Required actions:
1. From the forum thread about a ridge on a shepherd's head, list each post in order, giving the poster's name and the date shown with it.
2. Answer these questions from the thread about the ridge on a shepherd's head:
(a) How old is the female dog described in the first post?
(b) What did the owner finally buy so the dog couldn't hurt herself?
(c) What does DianaM think the ridge serves as?
3. Please carry the forum thread about the ridge on a shepherd's head forward from its last post.

# Bone like ridge on shepherd head



## heli8ight (Jan 27, 2009)

I have Black and silver female 1.2years old that has a ridge on her skull dead center almost like a seem to my knowledge it's always been there. Recently found while during playful fun it connected with my chin it was just shy of a TKO! I still have a dent in my chin.. I have not yet had a vet look at it but plan to call and ask a vet if this is normal. Has anyone else noticed a ridge on there GSD's skull? 

Also we had her crate trained when she was a puppy (6months) and then let run free, she has become severly upset with the return to the crating - (she chew something everyday if we dont we continue to reinforce whats hers and whats not) anyways 3 hundred dollar crates later I have finally resorted to buying a 1000.00 aluminum K9 crate so she can't hurt her self primarily as well as the crate. When the crate is open she will go in and laydown I think its more seperation issues my girl friend says the dog is up my butt. Anyways the ridge is my biggest concern right now.


----------



## DianaM (Jan 5, 2006)

http://www.skullsunlimited.com/graphics/sm-636-lg.jpg

That is a hi-res image of a GSD skull. That should tell you what part nailed you in the chin.







It's been awhile since anatomy class but I think that ridge serves as an anchor for muscle attachment.


----------



## heli8ight (Jan 27, 2009)

hey that matchs the notch in my chin.. Thanks for the great picture now I can rest on the skull ridge and go back to focussing on the crate issues.

Records held in a dataset
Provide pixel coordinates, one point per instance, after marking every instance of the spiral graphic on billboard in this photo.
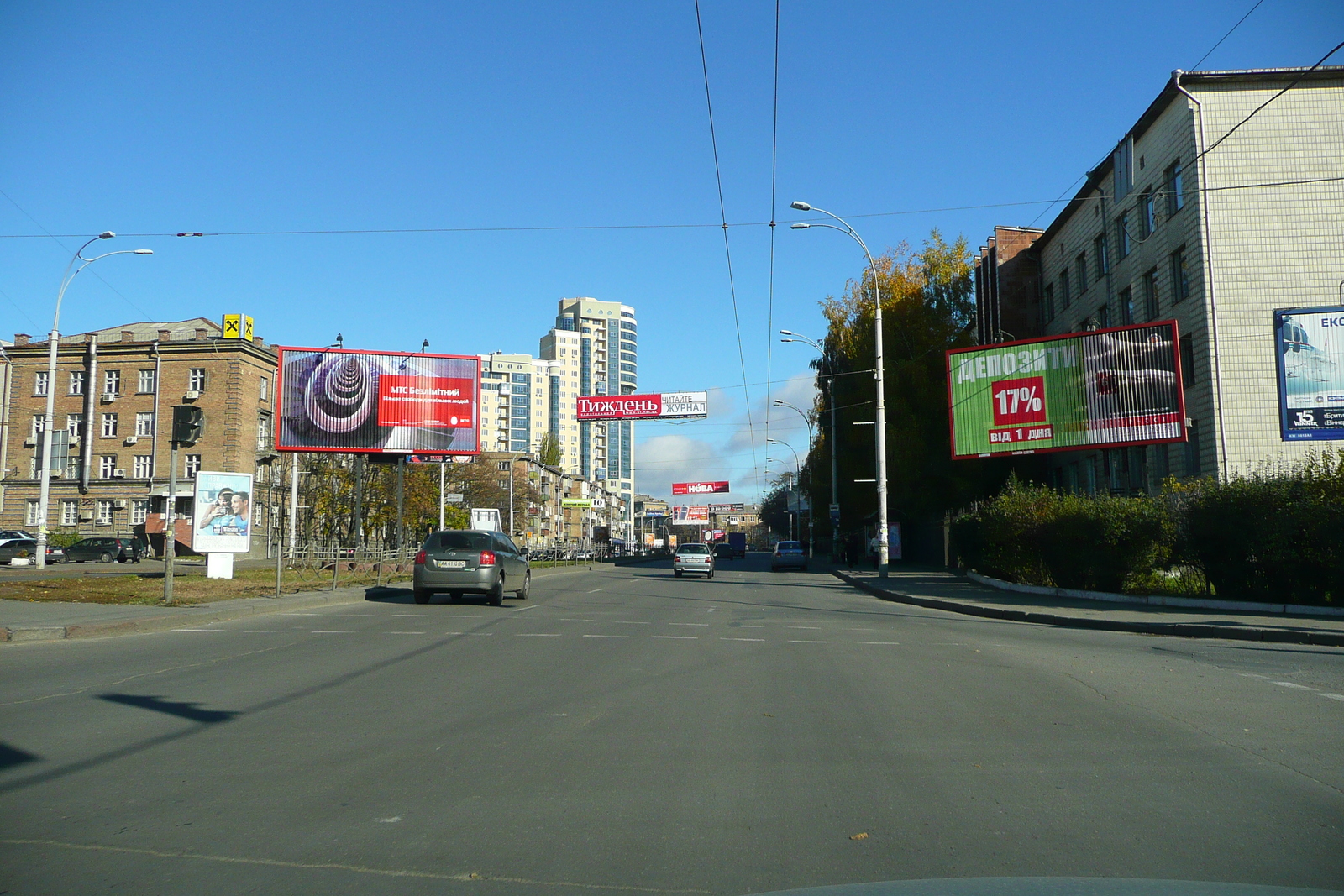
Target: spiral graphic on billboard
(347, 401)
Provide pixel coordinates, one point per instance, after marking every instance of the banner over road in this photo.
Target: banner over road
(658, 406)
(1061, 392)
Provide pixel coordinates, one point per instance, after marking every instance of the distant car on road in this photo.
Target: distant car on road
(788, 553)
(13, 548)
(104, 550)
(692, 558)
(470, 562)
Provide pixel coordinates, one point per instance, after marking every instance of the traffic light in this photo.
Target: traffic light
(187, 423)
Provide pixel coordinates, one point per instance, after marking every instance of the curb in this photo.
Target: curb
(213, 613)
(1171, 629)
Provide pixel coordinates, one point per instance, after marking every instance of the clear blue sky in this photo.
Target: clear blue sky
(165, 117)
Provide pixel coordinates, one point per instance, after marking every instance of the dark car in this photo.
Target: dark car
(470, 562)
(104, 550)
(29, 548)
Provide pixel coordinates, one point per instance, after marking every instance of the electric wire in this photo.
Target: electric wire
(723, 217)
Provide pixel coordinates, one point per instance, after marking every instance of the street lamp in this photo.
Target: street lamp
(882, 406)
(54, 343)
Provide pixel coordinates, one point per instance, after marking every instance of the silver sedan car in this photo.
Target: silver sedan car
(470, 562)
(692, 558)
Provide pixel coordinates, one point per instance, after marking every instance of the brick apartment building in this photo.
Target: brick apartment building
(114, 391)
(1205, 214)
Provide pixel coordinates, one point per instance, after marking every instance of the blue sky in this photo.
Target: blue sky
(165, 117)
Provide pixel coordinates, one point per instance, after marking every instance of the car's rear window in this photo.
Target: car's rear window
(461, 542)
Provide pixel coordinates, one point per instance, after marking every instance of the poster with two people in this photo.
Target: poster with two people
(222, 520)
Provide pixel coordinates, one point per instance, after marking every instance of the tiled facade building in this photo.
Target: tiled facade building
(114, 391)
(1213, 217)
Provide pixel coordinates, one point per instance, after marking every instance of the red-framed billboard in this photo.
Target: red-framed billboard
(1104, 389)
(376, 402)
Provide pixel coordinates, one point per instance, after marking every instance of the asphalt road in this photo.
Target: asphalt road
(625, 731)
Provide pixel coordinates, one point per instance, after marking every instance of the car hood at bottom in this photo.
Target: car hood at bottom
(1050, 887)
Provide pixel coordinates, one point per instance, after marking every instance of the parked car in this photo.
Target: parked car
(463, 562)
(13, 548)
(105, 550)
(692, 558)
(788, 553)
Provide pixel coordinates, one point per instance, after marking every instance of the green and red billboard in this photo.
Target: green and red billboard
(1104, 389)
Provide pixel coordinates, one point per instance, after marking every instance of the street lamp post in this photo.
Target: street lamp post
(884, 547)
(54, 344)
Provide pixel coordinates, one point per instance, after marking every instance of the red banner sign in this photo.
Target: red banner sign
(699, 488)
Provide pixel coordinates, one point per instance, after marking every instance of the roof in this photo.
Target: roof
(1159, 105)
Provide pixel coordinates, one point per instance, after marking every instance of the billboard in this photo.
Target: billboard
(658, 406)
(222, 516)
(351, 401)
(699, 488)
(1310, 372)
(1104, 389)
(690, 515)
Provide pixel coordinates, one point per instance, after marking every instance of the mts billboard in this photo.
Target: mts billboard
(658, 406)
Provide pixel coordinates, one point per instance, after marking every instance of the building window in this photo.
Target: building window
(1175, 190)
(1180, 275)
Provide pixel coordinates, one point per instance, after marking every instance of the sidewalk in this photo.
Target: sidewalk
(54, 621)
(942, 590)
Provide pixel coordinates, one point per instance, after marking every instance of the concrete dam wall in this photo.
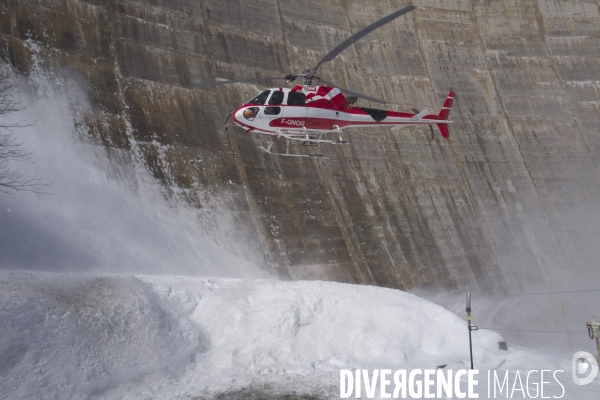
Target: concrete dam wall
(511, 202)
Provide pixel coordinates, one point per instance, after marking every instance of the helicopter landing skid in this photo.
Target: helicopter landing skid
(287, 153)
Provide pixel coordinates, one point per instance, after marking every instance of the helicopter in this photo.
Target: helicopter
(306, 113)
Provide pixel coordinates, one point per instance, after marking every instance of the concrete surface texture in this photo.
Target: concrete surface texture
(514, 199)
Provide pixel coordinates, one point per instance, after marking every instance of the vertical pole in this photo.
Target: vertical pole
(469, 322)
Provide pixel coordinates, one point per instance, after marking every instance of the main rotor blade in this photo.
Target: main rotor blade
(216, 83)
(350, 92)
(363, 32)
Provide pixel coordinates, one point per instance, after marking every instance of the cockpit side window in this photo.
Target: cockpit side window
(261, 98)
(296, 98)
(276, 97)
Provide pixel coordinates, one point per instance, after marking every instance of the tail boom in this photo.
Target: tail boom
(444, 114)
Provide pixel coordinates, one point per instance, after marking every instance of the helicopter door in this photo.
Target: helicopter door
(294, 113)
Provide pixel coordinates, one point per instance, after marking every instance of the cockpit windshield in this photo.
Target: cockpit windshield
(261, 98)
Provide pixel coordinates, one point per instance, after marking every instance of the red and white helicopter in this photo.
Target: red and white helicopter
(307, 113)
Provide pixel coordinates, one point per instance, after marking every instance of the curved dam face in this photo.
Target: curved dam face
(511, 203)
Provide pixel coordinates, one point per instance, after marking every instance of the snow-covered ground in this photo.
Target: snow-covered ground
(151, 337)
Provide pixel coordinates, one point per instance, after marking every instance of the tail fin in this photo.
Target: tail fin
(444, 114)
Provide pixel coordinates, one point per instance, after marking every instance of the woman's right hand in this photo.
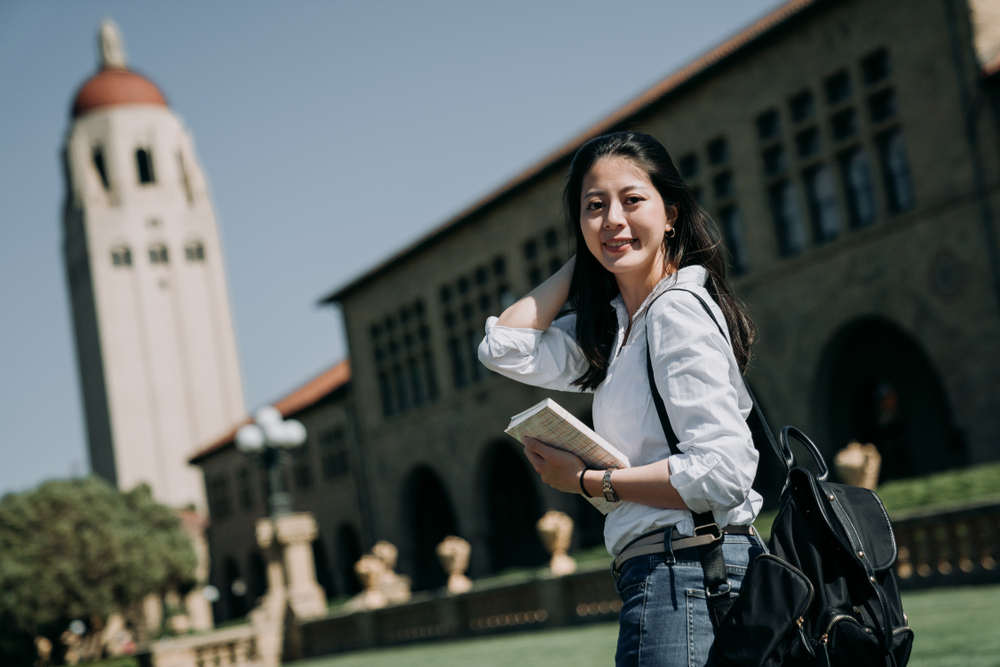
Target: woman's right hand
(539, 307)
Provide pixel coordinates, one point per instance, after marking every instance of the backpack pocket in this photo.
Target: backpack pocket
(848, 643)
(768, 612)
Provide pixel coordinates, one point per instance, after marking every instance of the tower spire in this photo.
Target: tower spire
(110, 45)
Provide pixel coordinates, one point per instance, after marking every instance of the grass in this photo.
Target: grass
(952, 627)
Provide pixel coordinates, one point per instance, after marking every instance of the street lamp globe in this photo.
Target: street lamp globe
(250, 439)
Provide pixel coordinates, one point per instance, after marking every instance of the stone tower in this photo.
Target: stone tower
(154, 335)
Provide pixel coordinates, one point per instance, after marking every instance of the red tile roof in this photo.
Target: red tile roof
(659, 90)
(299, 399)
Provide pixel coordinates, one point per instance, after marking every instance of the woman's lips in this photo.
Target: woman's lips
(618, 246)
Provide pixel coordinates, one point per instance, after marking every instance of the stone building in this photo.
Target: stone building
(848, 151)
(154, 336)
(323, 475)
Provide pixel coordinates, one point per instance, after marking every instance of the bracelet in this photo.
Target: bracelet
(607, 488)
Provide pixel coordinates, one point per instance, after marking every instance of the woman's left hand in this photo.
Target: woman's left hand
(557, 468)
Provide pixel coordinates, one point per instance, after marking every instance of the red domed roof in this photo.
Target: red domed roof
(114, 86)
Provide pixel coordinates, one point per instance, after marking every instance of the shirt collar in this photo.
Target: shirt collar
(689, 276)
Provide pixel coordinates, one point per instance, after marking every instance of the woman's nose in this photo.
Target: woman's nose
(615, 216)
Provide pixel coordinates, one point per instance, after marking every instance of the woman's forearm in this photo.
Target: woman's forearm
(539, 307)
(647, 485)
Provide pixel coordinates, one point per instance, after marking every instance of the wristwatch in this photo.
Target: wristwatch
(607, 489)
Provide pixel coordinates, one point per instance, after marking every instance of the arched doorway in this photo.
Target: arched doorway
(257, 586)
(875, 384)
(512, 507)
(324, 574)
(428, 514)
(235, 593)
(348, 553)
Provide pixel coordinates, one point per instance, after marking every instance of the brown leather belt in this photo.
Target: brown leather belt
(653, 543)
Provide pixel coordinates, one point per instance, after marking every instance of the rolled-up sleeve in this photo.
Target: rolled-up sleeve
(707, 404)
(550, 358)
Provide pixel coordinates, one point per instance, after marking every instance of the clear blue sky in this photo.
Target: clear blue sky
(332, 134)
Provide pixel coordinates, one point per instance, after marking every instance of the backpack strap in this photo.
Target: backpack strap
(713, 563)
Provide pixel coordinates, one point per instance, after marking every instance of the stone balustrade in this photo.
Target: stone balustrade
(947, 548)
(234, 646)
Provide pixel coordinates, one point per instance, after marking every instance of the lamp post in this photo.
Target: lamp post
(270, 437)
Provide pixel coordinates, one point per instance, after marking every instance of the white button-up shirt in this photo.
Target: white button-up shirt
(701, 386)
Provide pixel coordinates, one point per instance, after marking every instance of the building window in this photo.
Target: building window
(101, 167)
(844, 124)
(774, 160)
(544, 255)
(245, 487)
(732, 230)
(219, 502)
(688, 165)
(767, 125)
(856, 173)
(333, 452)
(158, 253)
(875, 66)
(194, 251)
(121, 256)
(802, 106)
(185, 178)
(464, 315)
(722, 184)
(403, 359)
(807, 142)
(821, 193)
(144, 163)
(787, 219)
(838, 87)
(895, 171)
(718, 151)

Task answers:
1.
1. heli8ight (Jan 27, 2009)
2. DianaM (Jan 5, 2006)
3. heli8ight (Jan 27, 2009)

2.
(a) 1.2 years old.
(b) A 1000.00 aluminum K9 crate.
(c) An anchor for muscle attachment.

3.
thanks
Neil


----------



## xwildman138x (Jan 11, 2008)

I was over my friends house when I walked in the back door the lights were out. I was fumbling around for the light switch when his 100 lb rottie came strolling out. I said "hi Fritz" and bent down to find the big bowling ball head to pet. As I bent down she jumped up to say hi and give kisses. BAAAAM I thought somebody took a swing at me with a baseball bat. She almost knocked me out, I had to sit down. Baron never got me in the head I always made it a point to teach him not to jump and he actually listened


----------



## selzer (May 7, 2005)

Whitney's head collided with mine and netted me a concussion, and Whitney did not eat for two days. My vet said that if it effected the dog at all, it had to have been a whole lot worse for me. 

Cujo has one of the biggest knowledge bumps I have ever seen.


----------



## JenM66 (Jul 28, 2005)

We call it a "knob head" here








It is harder than a rock!!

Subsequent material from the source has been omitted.